[Dataset entries]
━━━━━━━━━━━━━━━━

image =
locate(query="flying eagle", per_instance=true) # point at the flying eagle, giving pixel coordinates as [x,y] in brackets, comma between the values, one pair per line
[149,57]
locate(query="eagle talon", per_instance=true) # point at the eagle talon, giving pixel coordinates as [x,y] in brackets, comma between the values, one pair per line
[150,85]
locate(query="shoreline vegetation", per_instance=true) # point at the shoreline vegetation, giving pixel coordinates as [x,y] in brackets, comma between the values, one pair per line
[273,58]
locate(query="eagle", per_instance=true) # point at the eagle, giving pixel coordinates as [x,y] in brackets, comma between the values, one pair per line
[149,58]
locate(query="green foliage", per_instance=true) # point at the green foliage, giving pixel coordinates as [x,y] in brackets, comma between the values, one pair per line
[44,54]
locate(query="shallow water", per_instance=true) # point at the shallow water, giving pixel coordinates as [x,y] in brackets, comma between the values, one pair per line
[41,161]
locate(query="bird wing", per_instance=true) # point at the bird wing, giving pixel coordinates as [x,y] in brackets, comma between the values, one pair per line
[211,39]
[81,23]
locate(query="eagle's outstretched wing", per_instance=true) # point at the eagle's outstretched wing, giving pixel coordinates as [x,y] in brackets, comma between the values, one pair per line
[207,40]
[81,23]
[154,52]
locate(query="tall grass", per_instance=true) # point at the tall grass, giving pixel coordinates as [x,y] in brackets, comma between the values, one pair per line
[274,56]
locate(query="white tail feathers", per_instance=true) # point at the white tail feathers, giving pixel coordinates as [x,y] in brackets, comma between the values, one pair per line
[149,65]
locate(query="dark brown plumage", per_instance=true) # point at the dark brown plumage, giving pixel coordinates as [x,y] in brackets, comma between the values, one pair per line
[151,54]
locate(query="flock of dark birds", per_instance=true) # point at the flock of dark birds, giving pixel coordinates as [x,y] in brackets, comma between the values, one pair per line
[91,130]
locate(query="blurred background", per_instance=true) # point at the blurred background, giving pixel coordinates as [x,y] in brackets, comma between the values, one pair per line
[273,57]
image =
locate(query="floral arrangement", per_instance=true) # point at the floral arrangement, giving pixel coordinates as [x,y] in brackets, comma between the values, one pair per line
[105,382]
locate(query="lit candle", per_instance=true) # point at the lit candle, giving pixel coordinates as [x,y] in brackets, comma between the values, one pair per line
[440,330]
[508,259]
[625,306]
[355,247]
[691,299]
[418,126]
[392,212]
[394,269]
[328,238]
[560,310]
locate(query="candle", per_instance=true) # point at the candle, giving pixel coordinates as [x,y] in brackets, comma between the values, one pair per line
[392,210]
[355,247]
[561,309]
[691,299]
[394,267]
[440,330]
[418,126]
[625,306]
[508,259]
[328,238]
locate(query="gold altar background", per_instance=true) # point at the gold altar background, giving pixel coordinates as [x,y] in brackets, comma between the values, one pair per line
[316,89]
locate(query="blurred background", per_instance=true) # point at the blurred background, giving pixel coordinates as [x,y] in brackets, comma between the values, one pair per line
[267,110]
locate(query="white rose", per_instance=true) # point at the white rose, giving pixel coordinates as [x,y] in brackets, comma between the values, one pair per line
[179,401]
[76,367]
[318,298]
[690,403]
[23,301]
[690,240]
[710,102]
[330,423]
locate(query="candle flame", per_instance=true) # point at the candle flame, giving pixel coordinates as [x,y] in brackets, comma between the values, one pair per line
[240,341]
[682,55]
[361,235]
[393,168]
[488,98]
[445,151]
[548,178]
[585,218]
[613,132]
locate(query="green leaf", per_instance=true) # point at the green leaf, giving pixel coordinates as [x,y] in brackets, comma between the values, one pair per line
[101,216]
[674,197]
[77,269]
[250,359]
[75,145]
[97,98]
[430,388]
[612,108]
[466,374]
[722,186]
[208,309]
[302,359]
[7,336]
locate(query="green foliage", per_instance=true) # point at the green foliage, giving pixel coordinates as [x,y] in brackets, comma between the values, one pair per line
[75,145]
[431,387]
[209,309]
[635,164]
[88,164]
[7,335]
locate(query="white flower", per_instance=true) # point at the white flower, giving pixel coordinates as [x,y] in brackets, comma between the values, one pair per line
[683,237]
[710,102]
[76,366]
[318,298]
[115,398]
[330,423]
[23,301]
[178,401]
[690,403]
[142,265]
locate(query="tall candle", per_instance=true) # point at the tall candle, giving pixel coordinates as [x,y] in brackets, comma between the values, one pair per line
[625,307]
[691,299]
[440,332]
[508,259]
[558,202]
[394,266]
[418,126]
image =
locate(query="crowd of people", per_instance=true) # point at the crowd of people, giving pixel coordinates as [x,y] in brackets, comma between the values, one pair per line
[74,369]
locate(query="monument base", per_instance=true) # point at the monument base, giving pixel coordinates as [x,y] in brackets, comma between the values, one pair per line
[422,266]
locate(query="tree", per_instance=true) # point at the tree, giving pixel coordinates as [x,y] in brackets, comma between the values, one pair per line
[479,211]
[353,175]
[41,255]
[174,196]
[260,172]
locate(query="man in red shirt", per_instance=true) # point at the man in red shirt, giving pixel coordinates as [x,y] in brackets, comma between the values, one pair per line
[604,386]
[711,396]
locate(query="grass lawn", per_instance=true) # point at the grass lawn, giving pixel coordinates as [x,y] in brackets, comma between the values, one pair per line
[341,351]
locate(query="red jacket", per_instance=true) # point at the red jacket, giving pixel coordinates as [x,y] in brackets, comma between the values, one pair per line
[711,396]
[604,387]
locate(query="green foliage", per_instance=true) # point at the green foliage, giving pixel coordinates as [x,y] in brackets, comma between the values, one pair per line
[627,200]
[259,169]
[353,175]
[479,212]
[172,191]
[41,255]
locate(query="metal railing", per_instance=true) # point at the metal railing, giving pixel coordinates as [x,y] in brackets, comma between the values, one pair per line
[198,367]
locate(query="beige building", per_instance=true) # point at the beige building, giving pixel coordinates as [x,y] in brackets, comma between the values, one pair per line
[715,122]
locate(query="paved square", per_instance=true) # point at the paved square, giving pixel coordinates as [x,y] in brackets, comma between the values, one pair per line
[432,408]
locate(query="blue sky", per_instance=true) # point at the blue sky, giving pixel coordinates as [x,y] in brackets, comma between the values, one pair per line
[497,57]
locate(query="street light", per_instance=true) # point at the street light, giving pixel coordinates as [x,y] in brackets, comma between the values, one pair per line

━━━━━━━━━━━━━━━━

_Assignment:_ The entire set of records should be returned exactly.

_Solution:_
image =
locate(query="flying eagle", per_instance=true) # point at the flying eagle, giving pixel coordinates as [x,y] in brackets, comma between the values, one pair per line
[149,57]
locate(query="eagle talon", per_instance=true) # point at the eagle talon, giving pixel coordinates as [x,y] in brackets, comma between the values, one pair per line
[150,85]
locate(query="shoreline vegetation", per_instance=true) # point at the shoreline vegetation, giving pixel coordinates as [x,y] in brackets, comma between the values, one pair per line
[273,58]
locate(query="eagle", per_instance=true) # point at the eagle, giving pixel coordinates as [x,y] in brackets, comma between the values, one pair per line
[149,58]
locate(query="green foliage", per_instance=true) # point at the green foliage, giving pixel coordinates as [x,y] in brackets, comma between the values, one pair per line
[44,54]
locate(query="shallow water", per_instance=true) # point at the shallow water, giving pixel coordinates as [x,y] in brackets, comma between the values, one pair per line
[41,161]
locate(query="bird wing", per_instance=true) # point at the bird wing, giving pixel coordinates as [x,y] in brackets, comma between the values, one pair per line
[211,39]
[81,23]
locate(query="eagle's outstretched wing", per_instance=true) # point at the eagle's outstretched wing, giving pixel coordinates as [x,y] in brackets, comma between the values, one pair per line
[207,40]
[81,23]
[154,52]
locate(query="tall grass", per_instance=true) # point at the tall grass, giving pixel coordinates as [x,y] in brackets, comma between the values, one pair per line
[274,56]
locate(query="white tail feathers", per_instance=true) # point at the white tail feathers, giving pixel coordinates as [x,y] in brackets, comma between the values, one pair per line
[149,65]
locate(query="dark brown plumage", per_instance=true) # point at the dark brown plumage, giving pixel coordinates as [x,y] in brackets, comma between the values, one pair per line
[151,54]
locate(query="flock of dark birds", per_instance=true) # point at the flock of dark birds, giving pixel coordinates as [x,y] in brackets, comma between the values, one pair per line
[91,130]
locate(query="blurred background", per_instance=true) # point at the blurred background, giving pixel coordinates as [x,y] in brackets, comma between the values, one pair per line
[273,57]
image =
locate(query="floral arrangement", per_instance=true) # point at the floral arrangement, giving pixel coordinates as [x,y] in brackets, comma between the values, one pair per line
[105,382]
locate(query="lit candle", per_instance=true) # point at the lit candle, giving pixel coordinates as [x,y] in brackets, comma between the values, one pair per line
[440,330]
[508,259]
[625,306]
[355,247]
[691,299]
[418,126]
[392,212]
[394,269]
[328,238]
[560,310]
locate(query="candle", per_instance=true) # point at the candle, giving pixel coordinates as [x,y] in brackets, comma between the values, one pair per line
[392,210]
[355,247]
[561,309]
[691,299]
[394,267]
[440,330]
[418,126]
[625,306]
[508,259]
[328,238]
locate(query="gold altar background", per_instance=true) # point at the gold altar background, giving pixel coordinates as [x,y] in brackets, comma between the values, one pair per line
[316,89]
locate(query="blurred background", per_instance=true) # point at the blurred background, giving pixel coordinates as [x,y] in brackets, comma between the values, one pair per line
[267,110]
locate(query="white rose", per_instance=true) # point at the white rose, giving pixel coordinates as [x,y] in brackets, comma between the values, one pair per line
[179,401]
[76,367]
[318,298]
[690,403]
[23,301]
[690,240]
[710,102]
[330,423]
locate(query="candle flame", per_instance=true) # point at the candle flame, giving pixel coordinates as [x,y] in brackets, comma between the values, one pair per line
[240,341]
[682,55]
[361,235]
[393,168]
[488,98]
[445,151]
[548,178]
[585,218]
[613,132]
locate(query="green leaf", per_instance=true) # point at the green leaf, giving pixel coordinates as [x,y] in brackets, comma between the values, one pair per line
[101,216]
[674,197]
[77,269]
[250,359]
[75,145]
[97,98]
[430,388]
[612,108]
[466,374]
[722,186]
[208,309]
[302,359]
[7,336]
locate(query="green foliage", per_instance=true) # point at the green foliage, giving pixel coordinates as [x,y] in brackets, comma between the values, one pair per line
[75,145]
[431,387]
[209,309]
[635,164]
[88,164]
[7,335]
locate(query="white flower", per_instance=true) # point at the white flower, giving pixel coordinates as [x,y] in brackets, comma between the values, one pair per line
[683,237]
[710,102]
[76,366]
[318,298]
[115,398]
[330,423]
[23,301]
[178,401]
[690,403]
[142,265]
locate(query="tall candle", per_instance=true) # point at the tall candle, giving pixel coordinates as [x,y] in brackets, comma between the values, one pair per line
[625,307]
[691,299]
[440,332]
[508,259]
[558,202]
[394,266]
[418,126]
image =
locate(query="crowd of people", per_instance=true) # point at the crowd of people, giving pixel coordinates as [x,y] in brackets, comma between the values, one pair per line
[74,369]
locate(query="monument base", per_instance=true) # point at the monument base, giving pixel coordinates as [x,y] in brackets, comma between the values, one pair per line
[422,266]
locate(query="tree", per_instance=true) # point at the tree, giving pixel coordinates as [x,y] in brackets, comma between the values, one pair per line
[479,211]
[353,175]
[41,255]
[174,196]
[260,172]
locate(query="man in red shirt", per_instance=true) # point at the man in red shirt, giving pixel coordinates as [x,y] in brackets, comma between the values, one pair per line
[604,386]
[711,396]
locate(query="grass lawn", per_instance=true) # point at the grass lawn, giving pixel coordinates as [x,y] in brackets, comma between the values, one pair per line
[341,351]
locate(query="red jacket", per_instance=true) # point at the red jacket, giving pixel coordinates as [x,y] in brackets, comma between the values, one pair per line
[711,396]
[604,387]
locate(query="green foliage", per_instance=true) # point at the green foliage, giving pixel coordinates as [x,y] in brackets, comma between the values, one pair per line
[627,200]
[259,169]
[353,175]
[479,212]
[172,191]
[41,255]
locate(query="metal railing", per_instance=true) # point at the metal railing, giving pixel coordinates as [x,y] in brackets, comma between the values, one pair per line
[198,367]
locate(query="beige building", per_instance=true) # point at the beige building, giving pixel coordinates as [x,y] in brackets, comma between the values, one pair per line
[715,122]
locate(query="paved square", per_instance=true) # point at the paved square, giving pixel coordinates as [x,y] in brackets, comma between the values, one pair per line
[432,408]
locate(query="blue sky", per_instance=true) # point at the blue sky, giving pixel coordinates as [x,y] in brackets, comma between the values, one pair per line
[497,57]
locate(query="street light", per_instance=true) # point at the street light, giving pixel coordinates as [x,y] in brackets, comma between the values, one pair per line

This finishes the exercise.